:: WORK TO COMPLETE ::
Reproduce, word for word, the passage of the Jlama embedding models page from "To inject the" to "or semantic search.".

:: PAGE EXTRACT ::
======
Jlama Embedding Models

Jlama provides local embedding models suitable for RAG (Retriever-Augmented Generation), semantic search, and document classification—all without leaving the Java process.

Prerequisites

Jlama embedding models require Java 21 or later with the Vector API preview feature enabled:

--enable-preview --enable-native-access=ALL-UNNAMED --add-modules jdk.incubator.vector

See Jlama Chat Models for Dev Mode details and model setup.

Using Jlama Embeddings

To enable embedding model support, include:

<dependency>
    <groupId>io.quarkiverse.langchain4j</groupId>
    <artifactId>quarkus-langchain4j-jlama</artifactId>
    <version>1.1.0</version>
</dependency>

Default Model

By default, the embedding model is set to: intfloat/e5-small-v2

You can override the embedding model configuration:

quarkus.langchain4j.jlama.embedding-model.model-name=intfloat/e5-small-v2

Example of using both chat and embedding models:

quarkus.langchain4j.log-requests=true
quarkus.langchain4j.log-responses=true

quarkus.langchain4j.jlama.chat-model.model-name=tjake/granite-3.0-2b-instruct-JQ4
quarkus.langchain4j.jlama.embedding-model.model-name=intfloat/e5-small-v2

Programmatic Access

To inject the embedding model programmatically:

@Inject EmbeddingModel model;

This allows direct access for use in retrievers, RAG pipelines, or semantic search.
======
:: ENTRIES SHOWN ::
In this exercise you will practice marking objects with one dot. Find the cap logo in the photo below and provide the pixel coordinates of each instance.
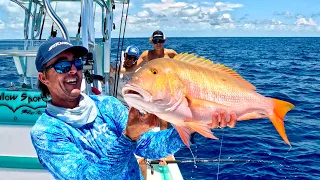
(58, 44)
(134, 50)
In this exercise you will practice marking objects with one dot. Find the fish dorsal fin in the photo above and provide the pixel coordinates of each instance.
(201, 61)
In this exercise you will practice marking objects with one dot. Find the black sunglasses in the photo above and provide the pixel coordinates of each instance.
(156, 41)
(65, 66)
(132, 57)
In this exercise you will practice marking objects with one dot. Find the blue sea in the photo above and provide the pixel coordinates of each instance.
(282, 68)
======
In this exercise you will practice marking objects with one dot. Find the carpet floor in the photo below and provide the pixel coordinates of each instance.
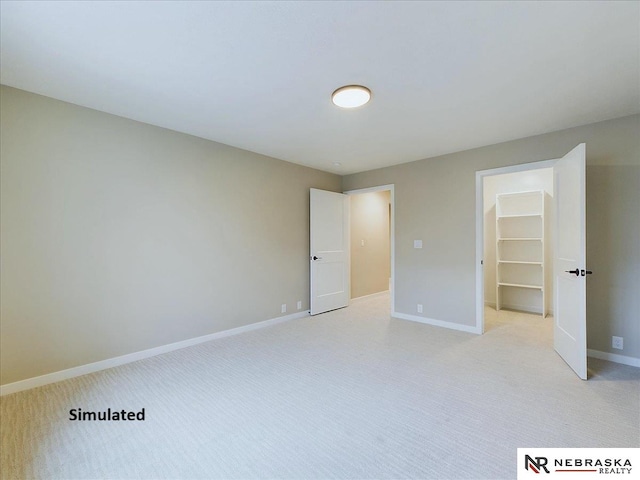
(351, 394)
======
:: SOLVED EXERCISE ::
To inject the embedding model programmatically:

@Inject EmbeddingModel model;

This allows direct access for use in retrievers, RAG pipelines, or semantic search.